Can you find every line in the entries below that contains the string "artwork" and copy each such line out in full?

◇ ◇ ◇ ◇

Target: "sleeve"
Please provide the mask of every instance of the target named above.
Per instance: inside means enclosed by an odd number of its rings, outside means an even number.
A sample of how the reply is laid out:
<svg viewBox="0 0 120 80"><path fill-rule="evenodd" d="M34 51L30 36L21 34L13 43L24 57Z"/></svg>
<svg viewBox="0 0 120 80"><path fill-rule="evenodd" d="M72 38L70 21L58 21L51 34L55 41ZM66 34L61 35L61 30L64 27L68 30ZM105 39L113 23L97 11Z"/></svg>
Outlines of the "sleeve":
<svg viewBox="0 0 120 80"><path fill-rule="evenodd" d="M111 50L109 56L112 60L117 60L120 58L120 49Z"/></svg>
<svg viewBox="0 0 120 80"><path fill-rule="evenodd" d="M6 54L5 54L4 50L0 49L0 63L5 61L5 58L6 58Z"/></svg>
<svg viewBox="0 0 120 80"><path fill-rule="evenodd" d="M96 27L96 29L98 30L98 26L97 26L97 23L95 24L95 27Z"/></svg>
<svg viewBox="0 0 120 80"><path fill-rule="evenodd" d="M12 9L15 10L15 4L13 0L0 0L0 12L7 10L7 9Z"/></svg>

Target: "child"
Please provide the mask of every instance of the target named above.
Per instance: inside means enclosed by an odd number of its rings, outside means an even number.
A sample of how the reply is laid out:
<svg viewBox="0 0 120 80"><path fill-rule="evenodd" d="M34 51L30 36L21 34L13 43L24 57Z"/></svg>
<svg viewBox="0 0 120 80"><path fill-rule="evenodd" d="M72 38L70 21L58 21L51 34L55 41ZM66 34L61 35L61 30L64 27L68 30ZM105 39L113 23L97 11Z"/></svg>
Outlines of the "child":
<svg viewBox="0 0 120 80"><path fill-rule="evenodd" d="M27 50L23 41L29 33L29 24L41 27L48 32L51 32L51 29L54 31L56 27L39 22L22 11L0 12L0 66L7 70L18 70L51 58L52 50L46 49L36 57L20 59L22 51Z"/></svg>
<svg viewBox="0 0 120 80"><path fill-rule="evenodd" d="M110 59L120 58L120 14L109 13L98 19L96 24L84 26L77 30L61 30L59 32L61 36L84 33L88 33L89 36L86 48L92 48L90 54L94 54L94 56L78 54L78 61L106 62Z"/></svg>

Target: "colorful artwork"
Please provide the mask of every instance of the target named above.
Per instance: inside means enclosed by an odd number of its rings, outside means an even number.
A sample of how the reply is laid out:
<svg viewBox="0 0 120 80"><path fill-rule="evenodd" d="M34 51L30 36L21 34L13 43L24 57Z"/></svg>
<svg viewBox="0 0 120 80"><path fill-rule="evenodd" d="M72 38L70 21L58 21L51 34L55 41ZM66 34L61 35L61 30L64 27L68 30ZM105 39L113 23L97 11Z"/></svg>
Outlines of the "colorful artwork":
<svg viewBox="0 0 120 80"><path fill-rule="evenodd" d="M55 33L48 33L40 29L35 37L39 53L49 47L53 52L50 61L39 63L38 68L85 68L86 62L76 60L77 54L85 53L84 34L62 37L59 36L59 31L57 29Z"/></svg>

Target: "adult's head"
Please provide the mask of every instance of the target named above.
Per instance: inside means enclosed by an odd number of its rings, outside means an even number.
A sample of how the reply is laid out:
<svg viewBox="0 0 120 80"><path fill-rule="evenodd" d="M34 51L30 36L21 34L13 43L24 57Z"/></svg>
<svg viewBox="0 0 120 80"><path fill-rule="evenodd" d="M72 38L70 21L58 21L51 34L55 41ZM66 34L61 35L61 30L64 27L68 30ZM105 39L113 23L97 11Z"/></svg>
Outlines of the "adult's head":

◇ ◇ ◇ ◇

#### Finished task
Target: "colorful artwork"
Outlines of the "colorful artwork":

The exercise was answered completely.